Nothing but the data itself, reproduced exactly, is the expected answer.

= Beginning of Section =

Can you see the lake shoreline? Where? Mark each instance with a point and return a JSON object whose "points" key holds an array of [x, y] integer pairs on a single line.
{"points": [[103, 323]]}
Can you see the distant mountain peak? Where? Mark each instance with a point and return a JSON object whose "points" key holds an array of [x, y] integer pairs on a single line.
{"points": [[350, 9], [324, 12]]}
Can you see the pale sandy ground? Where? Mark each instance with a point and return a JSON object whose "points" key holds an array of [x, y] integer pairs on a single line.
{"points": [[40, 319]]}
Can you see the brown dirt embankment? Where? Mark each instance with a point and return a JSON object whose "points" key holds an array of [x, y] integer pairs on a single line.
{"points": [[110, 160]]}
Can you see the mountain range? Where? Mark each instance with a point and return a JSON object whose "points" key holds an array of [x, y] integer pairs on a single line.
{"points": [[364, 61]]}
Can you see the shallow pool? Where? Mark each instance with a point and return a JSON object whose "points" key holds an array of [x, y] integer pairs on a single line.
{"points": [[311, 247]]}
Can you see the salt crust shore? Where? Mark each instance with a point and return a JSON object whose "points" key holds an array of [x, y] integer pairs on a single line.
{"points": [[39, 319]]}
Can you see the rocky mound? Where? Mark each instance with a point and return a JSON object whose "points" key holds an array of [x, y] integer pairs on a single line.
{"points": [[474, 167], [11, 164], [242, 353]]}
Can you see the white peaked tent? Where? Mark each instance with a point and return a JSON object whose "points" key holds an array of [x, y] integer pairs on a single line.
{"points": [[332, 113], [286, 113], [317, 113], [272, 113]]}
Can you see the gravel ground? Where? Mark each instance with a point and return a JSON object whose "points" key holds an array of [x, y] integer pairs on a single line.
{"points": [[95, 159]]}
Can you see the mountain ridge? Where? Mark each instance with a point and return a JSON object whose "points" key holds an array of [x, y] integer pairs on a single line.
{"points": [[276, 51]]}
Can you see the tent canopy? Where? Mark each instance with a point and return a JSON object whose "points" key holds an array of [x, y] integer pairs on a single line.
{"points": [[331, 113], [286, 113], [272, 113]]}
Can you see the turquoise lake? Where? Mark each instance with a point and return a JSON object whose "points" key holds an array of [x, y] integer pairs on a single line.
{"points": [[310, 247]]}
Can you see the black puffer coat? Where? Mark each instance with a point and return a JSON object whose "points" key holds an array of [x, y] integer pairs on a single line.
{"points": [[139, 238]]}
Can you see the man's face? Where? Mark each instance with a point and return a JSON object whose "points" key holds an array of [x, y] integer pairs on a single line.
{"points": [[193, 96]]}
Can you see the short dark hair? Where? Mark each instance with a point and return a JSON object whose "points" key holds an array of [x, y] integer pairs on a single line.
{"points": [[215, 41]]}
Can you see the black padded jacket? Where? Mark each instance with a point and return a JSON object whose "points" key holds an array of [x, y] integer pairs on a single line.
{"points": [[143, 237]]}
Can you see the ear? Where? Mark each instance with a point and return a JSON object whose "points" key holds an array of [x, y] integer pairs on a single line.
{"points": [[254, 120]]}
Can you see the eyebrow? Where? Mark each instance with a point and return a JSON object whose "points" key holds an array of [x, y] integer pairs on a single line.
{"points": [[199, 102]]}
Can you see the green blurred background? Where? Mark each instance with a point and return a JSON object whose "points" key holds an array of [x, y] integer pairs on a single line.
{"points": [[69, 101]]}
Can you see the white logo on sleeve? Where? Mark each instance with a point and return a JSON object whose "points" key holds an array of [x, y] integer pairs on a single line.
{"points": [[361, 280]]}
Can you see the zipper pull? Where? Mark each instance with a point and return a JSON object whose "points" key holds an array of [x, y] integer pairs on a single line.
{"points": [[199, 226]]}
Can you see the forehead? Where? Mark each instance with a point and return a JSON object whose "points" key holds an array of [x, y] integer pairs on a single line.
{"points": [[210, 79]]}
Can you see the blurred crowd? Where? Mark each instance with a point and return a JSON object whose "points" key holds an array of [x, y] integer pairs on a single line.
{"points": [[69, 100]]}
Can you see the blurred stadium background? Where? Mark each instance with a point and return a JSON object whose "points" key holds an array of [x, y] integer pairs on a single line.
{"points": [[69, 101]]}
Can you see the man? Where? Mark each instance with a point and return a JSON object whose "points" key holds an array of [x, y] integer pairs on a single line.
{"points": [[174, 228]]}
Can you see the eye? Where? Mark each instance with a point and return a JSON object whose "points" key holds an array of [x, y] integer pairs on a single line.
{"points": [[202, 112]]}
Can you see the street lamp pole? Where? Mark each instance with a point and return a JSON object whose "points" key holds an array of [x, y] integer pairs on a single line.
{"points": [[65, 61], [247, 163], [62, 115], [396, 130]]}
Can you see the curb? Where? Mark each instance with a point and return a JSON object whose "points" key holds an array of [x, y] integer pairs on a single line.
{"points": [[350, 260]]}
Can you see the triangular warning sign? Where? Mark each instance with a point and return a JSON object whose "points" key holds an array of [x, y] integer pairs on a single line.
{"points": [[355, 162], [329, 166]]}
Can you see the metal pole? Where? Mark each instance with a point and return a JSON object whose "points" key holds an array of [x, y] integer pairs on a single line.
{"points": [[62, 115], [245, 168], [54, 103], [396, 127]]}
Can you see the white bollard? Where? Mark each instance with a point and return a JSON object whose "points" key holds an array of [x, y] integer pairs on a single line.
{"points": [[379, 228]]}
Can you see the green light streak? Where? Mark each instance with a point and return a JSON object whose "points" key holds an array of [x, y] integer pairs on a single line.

= End of Section =

## Completed task
Can you see the lake shoreline? Where? Mark each instance with a point and return a JSON object whose "points" key holds an array of [x, y] integer pairs on a single line.
{"points": [[103, 323]]}
Can you see the distant mountain peak? Where? Mark each instance with a point and return a JSON object whose "points" key holds an array of [x, y] integer pairs on a single line.
{"points": [[350, 9], [324, 12]]}
Can you see the pale sandy ground? Where? Mark each instance with a point and return a JSON object whose "points" key holds an array of [x, y] integer pairs on a single line.
{"points": [[40, 319]]}
Can you see the brown dirt embankment? Where? Mark each instance with a point and return a JSON object whose "points" key holds an array of [x, y] integer pairs on a single line.
{"points": [[110, 160]]}
Can you see the mountain range? Where? Mark each instance with a point and return a JSON object whose "points" key holds an array of [x, y] integer pairs on a single line.
{"points": [[364, 61]]}
Can you see the shallow pool? Where? Mark each instance with a point and return a JSON object whose "points" key holds an array of [x, y] integer pairs on a single line.
{"points": [[311, 247]]}
Can you see the salt crust shore? Where? Mark each instance with a point and return a JSON object whose "points" key holds an array of [x, y] integer pairs on a single line.
{"points": [[39, 319]]}
Can you see the rocky mound? Where? Mark each instance with a point and return a JSON object whose "points" key holds an array of [x, y] integer pairs on a single line.
{"points": [[474, 167], [11, 164], [242, 353]]}
Can you see the white peaked tent? Where? Mark each instance with a point and return a JSON object whose "points" key holds an array of [x, y] integer pairs on a single line.
{"points": [[332, 113], [286, 113], [317, 113], [272, 113]]}
Can you see the gravel ground? Where? Mark each instance with a point and return a JSON object whose "points" key holds an array of [x, y] integer pairs on a single line.
{"points": [[95, 159]]}
Can you see the mountain ridge? Where? Mark each instance with a point and return a JSON object whose "points" key holds an array of [x, y] integer pairs on a single line.
{"points": [[276, 51]]}
Can you see the tent canopy? Where? Mark each instance with a point and return a JSON object whose "points" key holds an array of [x, y] integer pairs on a single line.
{"points": [[331, 113], [286, 113], [272, 113]]}
Can you see the turquoise lake? Where? Mark each instance with a point and return a JSON object whose "points" key holds an array of [x, y] integer pairs on a single line.
{"points": [[310, 247]]}
Can you see the black puffer coat? Where? Mark each instance with a point and return a JSON object whose "points" key holds an array of [x, y] integer pairs on a single line.
{"points": [[139, 238]]}
Can you see the man's face? Where? Mark each instance with a point and return a JSON object whose "points" key holds an array of [x, y] integer pairs on a single line.
{"points": [[193, 96]]}
Can you see the short dark hair? Where? Mark each instance with a point and return a JSON object whose "points" key holds an array of [x, y] integer pairs on a single line.
{"points": [[215, 41]]}
Can you see the black padded jacket? Where? Mark each instance with a point and return a JSON object whose "points" key holds an array of [x, y] integer pairs on a single line.
{"points": [[143, 237]]}
Can you see the ear? Where? Mark each instance with a point and return a JSON object whose "points" key holds an array of [x, y] integer pairs on a single line.
{"points": [[254, 120]]}
Can you see the eyebrow? Where? Mark each instance with a point and return a JSON object whose "points" key holds an array of [x, y] integer pairs on a single line.
{"points": [[199, 102]]}
Can you see the green blurred background? Where? Mark each instance with a point and return a JSON object whose "points" key holds an array of [x, y] integer pairs on a single line.
{"points": [[69, 101]]}
Can you see the white logo on sleeve? Where? Mark each instance with a point and return a JSON object whose "points" key holds an array of [x, y] integer pairs on a single line.
{"points": [[361, 280]]}
Can you see the zipper pull? Where? Mark each instance with a point and return a JSON object whose "points" key holds an array of [x, y] integer pairs on a single line.
{"points": [[199, 226]]}
Can you see the forehead? Where? Mark each instance with a point and return a JSON object whose "points" key holds an array of [x, y] integer pairs on a single line.
{"points": [[210, 79]]}
Can you see the blurred crowd? Where? Mark each instance with a point and return a JSON object whose "points" key holds an array of [x, y] integer pairs on a single line.
{"points": [[69, 100]]}
Can you see the blurred stadium background? Where? Mark each instance with a point and return a JSON object whose "points" key holds an array of [x, y] integer pairs on a single line.
{"points": [[69, 101]]}
Can you see the man? Where? Mark each instance with a point and return a JSON object whose "points" key holds an array of [x, y] integer pairs on a single line.
{"points": [[174, 228]]}
Can you see the eye? Where? Mark each instance with a point and return a JSON object whose "points" key holds an array of [x, y] integer pairs on a single line.
{"points": [[202, 112]]}
Can you see the street lamp pole? Where? Mark each instance with a point and return a JSON object whose "points" key holds an array of [x, y] integer pairs on a single line.
{"points": [[65, 61], [247, 163], [62, 115], [396, 130]]}
Can you see the curb? Where? Mark each instance with a point and return a JSON object whose "points" key holds an array of [x, y] integer pairs on a single line.
{"points": [[350, 260]]}
Can you see the triangular warning sign? Where? Mark each instance with a point and return a JSON object whose "points" key holds an array of [x, y] integer pairs on a single line.
{"points": [[355, 162], [329, 166]]}
Can you see the metal pole? Where? Mark each instance with a point and return a JSON object whose "points" key holds an array of [x, y] integer pairs on a single line.
{"points": [[62, 115], [245, 168], [54, 103], [396, 127]]}
Can you see the white bollard? Where? Mark each instance with a point and return a JSON object whose "points" key holds an array of [x, y] integer pairs on a single line.
{"points": [[379, 228]]}
Can you see the green light streak? Where? Mark each instance with a point and return a JSON object whose "points" key holds an array of [x, y] integer pairs on a single line.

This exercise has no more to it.